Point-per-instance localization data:

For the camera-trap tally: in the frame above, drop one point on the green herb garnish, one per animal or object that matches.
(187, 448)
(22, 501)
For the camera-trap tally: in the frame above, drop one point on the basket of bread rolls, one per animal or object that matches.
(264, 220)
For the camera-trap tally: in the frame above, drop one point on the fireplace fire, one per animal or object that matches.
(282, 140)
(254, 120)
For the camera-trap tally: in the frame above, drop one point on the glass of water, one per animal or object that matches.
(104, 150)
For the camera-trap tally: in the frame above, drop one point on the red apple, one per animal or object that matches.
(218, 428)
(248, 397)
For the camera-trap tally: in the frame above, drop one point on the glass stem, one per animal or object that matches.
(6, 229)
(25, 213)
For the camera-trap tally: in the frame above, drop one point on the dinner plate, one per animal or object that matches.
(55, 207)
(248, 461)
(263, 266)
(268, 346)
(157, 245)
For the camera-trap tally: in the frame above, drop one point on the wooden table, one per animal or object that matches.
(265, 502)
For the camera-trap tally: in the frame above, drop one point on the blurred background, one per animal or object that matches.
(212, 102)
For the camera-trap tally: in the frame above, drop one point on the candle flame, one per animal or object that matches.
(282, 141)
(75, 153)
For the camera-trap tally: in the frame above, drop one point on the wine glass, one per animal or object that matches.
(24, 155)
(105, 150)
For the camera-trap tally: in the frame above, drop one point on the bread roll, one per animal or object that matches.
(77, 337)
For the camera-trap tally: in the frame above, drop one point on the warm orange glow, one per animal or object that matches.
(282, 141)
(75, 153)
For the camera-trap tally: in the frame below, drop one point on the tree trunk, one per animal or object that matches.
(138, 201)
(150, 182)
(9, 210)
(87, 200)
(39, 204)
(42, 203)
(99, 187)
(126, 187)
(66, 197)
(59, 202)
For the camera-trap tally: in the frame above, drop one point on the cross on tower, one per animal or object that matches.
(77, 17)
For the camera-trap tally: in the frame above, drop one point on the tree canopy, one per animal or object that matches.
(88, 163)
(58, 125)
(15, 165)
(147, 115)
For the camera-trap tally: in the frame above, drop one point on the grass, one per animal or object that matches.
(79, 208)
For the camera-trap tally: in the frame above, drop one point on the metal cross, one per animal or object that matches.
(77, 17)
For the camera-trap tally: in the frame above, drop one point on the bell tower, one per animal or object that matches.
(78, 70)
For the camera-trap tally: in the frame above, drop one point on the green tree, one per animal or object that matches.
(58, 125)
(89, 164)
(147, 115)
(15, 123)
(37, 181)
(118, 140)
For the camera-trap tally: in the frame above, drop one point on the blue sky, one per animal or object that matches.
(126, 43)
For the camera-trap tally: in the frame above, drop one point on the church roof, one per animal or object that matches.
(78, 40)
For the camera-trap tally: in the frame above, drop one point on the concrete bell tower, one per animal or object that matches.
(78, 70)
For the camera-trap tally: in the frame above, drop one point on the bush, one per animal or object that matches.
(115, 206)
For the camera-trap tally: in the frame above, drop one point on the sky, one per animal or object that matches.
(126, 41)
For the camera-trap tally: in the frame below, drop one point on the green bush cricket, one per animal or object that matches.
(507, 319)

*ACTIVITY*
Beginning with the line that contains "the sky, one", quote each line exactly through the last line of the entries above, and nothing beyond them.

*PROBLEM SOLUTION*
For the camera-trap tally: in the frame above, drop one point on the sky, one per animal or object that matches.
(126, 41)
For the camera-trap tally: in the frame below, drop one point on the green bush cricket, one per animal or object that matches.
(507, 319)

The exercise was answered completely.